• _Document passage_:
_ _ _ _ _ _ _

This week, I'm turning my space over to a good friend and former roommate, Army LTC Robert Bateman, who recently completed a yearlong tour of duty in Iraq and is now back at the Pentagon.
Here's LTC Bateman's account of a little-known ceremony that fills the halls of the Army corridor of the Pentagon with cheers, applause and many tears every Friday morning. It first appeared on May 17 on the Weblog of media critic and pundit Eric Alterman at the Media Matters for America Website.
It is 110 yards from the "E" ring to the "A" ring of the Pentagon. This section of the Pentagon is newly renovated; the floors shine, the hallway is broad, and the lighting is bright. At this instant the entire length of the corridor is packed with officers, a few sergeants and some civilians, all crammed tightly three and four deep against the walls. There are thousands here.
This hallway, more than any other, is the "Army" hallway. The G3 offices line one side, G2 the other, G8 is around the corner all Army. Moderate conversations flow in a low buzz. Friends who may not have seen each other for a few weeks, or a few years, spot each other, cross the way and renew friendships.
Everyone shifts to ensure an open path remains down the center. The air conditioning system was not designed for this press of bodies in this area. The temperature is rising already. Nobody cares. 10:36 hours: The clapping starts at the E-Ring. That is the outermost of the five rings of the Pentagon and it is closest to the entrance to the building. This clapping is low, sustained, hearty. It is applause with a deep emotion behind it as it moves forward in a wave down the length of the hallway.
A steady rolling wave of sound it is, moving at the pace of the soldier in the wheelchair who marks the forward edge with his presence. He is the first. He is missing the greater part of one leg, and some of his wounds are still suppurating. By his age I expect that he is a private, or perhaps a private first class.
Captains, Majors, Lieutenant Colonels and Colonels meet his gaze and nod as they applaud, soldier to soldier. Three years ago when I described one of these events, those lining the hallways were somewhat different. The applause a little wilder, perhaps in private guilt for not having shared in the burden...yet.
Now almost everyone lining the hallway is, like the man in the wheelchair, also a combat veteran. This steadies the applause, but I think deepens the sentiment. We have all been there now. The soldier's chair is pushed by, I believe, a full Colonel.
Behind him, and stretching the length from Rings E to A, come more of his peers, each Private, Corporal, or Sergeant assisted as need be by a field grade officer.
11:00 hours: Twenty-four minutes of steady applause. My hands hurt, and I laugh to myself at how stupid that sounds in my own head. "My hands hurt"! Please! Shut up and clap. For twenty-four minutes, soldier after soldier has come down this hallway - only 30 or 40 legs come with them, and perhaps only 30 or 40 hands or arms, but down this hall came 30 solid hearts. There should have been 60 legs, 60 arms and 60 hands. Some were left in Iraq or Afghanistan.

_ _ _ _ _ _ _

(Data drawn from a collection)
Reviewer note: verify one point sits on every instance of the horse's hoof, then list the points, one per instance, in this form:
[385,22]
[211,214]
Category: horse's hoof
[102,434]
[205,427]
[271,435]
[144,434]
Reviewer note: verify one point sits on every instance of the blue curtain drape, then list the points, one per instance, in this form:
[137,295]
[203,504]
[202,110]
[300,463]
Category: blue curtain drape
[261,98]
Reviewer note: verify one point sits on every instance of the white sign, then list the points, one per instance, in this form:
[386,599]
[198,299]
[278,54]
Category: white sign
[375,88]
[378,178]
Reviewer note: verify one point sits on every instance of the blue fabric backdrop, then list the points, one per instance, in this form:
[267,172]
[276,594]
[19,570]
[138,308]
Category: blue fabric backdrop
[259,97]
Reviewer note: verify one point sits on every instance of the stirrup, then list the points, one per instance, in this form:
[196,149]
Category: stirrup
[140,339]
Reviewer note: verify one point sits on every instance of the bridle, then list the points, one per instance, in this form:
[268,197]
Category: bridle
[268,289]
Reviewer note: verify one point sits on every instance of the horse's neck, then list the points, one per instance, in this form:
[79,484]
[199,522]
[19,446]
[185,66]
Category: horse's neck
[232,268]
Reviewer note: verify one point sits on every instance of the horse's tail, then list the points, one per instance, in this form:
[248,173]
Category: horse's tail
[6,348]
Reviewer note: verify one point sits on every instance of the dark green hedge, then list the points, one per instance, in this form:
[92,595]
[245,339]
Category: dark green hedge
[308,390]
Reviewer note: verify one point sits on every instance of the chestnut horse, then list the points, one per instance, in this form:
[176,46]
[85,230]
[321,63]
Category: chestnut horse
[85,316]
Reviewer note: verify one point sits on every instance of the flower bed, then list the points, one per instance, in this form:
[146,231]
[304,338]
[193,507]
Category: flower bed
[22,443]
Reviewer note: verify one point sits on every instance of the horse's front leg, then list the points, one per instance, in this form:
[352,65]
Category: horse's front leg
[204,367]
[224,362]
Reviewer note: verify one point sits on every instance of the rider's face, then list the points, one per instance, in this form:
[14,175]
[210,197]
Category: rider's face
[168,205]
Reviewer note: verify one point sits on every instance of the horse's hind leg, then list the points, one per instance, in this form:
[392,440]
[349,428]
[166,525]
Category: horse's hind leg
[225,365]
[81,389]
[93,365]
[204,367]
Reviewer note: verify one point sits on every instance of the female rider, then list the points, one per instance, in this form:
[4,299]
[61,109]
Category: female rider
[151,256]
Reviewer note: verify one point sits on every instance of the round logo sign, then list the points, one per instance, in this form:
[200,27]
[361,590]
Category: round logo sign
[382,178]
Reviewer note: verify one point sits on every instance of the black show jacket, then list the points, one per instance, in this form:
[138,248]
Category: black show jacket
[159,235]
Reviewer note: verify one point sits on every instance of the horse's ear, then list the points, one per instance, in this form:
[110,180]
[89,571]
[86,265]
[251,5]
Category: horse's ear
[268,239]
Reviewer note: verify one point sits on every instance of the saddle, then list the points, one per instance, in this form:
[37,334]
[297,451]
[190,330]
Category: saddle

_ _ _ _ _ _ _

• _What to do_:
**A.** Reproduce word for word the part of the Pentagon passage from "Here's LTC Bateman's" to "for America Website.".
**B.** Rewrite the records from the line with "the saddle, then" through the last line of the records as a JSON list of strings, one string per line and no blank lines.
The Pentagon passage and the records have no connection to one another.

• _Exercise solutions_:
**A.**
Here's LTC Bateman's account of a little-known ceremony that fills the halls of the Army corridor of the Pentagon with cheers, applause and many tears every Friday morning. It first appeared on May 17 on the Weblog of media critic and pundit Eric Alterman at the Media Matters for America Website.

**B.**
[
  "Reviewer note: verify one point sits on every instance of the saddle, then list the points, one per instance, in this form:",
  "[37,334]",
  "[297,451]",
  "[190,330]",
  "Category: saddle"
]